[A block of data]
--

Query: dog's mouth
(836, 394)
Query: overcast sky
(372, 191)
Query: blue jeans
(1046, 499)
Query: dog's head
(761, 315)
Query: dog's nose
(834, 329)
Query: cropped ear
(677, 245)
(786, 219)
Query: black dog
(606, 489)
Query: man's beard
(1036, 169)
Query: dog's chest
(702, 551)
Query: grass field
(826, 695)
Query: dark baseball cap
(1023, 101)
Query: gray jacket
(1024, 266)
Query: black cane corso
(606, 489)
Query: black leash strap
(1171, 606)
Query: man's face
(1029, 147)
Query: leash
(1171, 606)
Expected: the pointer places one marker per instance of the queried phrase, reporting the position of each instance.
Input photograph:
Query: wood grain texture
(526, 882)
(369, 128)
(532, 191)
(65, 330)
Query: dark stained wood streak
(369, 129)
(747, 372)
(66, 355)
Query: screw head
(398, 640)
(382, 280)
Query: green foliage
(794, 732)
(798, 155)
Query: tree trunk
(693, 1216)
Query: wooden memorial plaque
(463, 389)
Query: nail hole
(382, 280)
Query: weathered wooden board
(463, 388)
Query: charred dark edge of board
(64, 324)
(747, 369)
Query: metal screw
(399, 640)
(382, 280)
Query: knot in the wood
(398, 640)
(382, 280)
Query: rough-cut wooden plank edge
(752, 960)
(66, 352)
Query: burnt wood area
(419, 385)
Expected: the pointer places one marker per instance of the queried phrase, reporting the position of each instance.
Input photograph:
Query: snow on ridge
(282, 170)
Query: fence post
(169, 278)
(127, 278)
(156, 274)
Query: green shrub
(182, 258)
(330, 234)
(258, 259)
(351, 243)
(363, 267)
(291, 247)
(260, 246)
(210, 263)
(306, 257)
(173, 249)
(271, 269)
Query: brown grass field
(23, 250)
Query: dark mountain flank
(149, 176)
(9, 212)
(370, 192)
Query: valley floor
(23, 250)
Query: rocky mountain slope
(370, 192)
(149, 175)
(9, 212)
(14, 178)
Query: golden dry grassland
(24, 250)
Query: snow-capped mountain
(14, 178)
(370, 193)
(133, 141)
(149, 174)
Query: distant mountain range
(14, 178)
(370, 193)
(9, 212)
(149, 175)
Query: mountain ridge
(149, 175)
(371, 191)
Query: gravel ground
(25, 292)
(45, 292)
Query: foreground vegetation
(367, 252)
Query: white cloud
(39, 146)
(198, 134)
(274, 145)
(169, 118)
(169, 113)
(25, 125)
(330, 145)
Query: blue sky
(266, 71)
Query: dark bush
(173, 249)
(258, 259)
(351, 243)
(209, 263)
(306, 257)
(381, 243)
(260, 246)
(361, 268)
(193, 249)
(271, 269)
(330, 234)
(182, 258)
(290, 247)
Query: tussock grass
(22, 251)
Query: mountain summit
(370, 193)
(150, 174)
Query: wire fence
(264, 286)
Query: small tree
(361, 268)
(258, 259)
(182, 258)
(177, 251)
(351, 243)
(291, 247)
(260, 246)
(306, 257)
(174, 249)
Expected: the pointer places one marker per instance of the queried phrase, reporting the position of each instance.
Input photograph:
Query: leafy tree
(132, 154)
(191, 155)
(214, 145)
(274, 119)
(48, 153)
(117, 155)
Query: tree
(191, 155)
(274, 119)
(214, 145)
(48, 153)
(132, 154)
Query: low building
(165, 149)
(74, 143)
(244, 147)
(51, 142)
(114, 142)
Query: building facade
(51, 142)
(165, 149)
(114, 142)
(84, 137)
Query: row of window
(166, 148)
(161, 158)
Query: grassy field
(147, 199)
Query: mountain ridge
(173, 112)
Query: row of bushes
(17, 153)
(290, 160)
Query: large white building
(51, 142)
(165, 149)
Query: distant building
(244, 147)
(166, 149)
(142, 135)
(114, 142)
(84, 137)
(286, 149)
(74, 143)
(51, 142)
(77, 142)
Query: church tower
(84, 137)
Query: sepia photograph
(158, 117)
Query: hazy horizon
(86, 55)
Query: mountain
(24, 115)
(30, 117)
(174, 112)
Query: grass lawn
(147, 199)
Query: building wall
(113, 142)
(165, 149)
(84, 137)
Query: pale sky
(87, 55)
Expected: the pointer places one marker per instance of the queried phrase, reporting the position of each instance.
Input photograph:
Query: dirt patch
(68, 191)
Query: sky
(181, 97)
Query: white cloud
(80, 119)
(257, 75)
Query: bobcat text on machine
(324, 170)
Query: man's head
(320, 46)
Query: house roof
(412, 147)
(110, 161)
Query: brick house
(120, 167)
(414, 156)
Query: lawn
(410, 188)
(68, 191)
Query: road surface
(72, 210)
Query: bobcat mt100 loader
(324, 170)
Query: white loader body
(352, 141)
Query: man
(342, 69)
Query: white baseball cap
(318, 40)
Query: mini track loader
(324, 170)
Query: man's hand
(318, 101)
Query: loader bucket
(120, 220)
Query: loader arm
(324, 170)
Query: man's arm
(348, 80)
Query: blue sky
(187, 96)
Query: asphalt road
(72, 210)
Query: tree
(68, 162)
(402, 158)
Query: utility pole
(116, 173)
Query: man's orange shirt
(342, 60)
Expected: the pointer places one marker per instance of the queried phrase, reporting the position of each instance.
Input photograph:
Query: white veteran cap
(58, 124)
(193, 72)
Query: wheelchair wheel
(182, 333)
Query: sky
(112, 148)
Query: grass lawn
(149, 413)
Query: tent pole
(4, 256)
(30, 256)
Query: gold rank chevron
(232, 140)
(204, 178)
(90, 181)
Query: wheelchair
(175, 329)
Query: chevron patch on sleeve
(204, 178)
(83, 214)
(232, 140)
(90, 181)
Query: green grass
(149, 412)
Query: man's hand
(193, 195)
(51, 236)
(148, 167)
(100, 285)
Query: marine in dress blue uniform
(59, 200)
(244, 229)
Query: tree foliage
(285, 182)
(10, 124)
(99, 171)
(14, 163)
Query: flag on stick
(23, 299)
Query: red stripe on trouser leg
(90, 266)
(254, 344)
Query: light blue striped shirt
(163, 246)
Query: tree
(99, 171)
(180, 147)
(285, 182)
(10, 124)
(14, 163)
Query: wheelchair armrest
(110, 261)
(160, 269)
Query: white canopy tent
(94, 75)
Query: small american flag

--

- _TO DO_:
Using the records above, please retype only the run of lines from the line holding "Query: white baseball cap" through the last line, both ends included.

- _RESULT FOR THIS EXERCISE_:
Query: white baseball cap
(318, 40)
Query: mini track loader
(324, 170)
Query: man's hand
(318, 101)
Query: loader bucket
(120, 220)
Query: loader arm
(324, 170)
Query: man's arm
(348, 80)
Query: blue sky
(187, 96)
Query: asphalt road
(72, 210)
Query: tree
(68, 162)
(402, 158)
Query: utility pole
(116, 173)
Query: man's orange shirt
(342, 60)
Expected: the pointer places one marker per instance of the queried phrase, reporting the position of each instance.
Input photograph:
Query: white veteran cap
(58, 124)
(193, 72)
Query: wheelchair wheel
(182, 333)
Query: sky
(112, 148)
Query: grass lawn
(149, 413)
Query: tent pole
(4, 256)
(30, 256)
Query: gold rank chevron
(232, 140)
(204, 178)
(90, 181)
Query: wheelchair
(175, 329)
Query: chevron patch on sleeve
(204, 178)
(83, 214)
(232, 140)
(90, 181)
Query: green grass
(149, 412)
Query: man's hand
(193, 195)
(51, 236)
(148, 167)
(100, 285)
Query: marine in dress blue uniform
(59, 200)
(244, 229)
Query: tree foliage
(285, 182)
(10, 124)
(99, 171)
(14, 163)
Query: flag on stick
(23, 299)
Query: red stripe on trouser leg
(90, 266)
(254, 344)
Query: light blue striped shirt
(163, 246)
Query: tree
(99, 171)
(180, 147)
(285, 182)
(10, 124)
(14, 163)
Query: wheelchair armrest
(110, 261)
(160, 269)
Query: white canopy tent
(94, 75)
Query: small american flag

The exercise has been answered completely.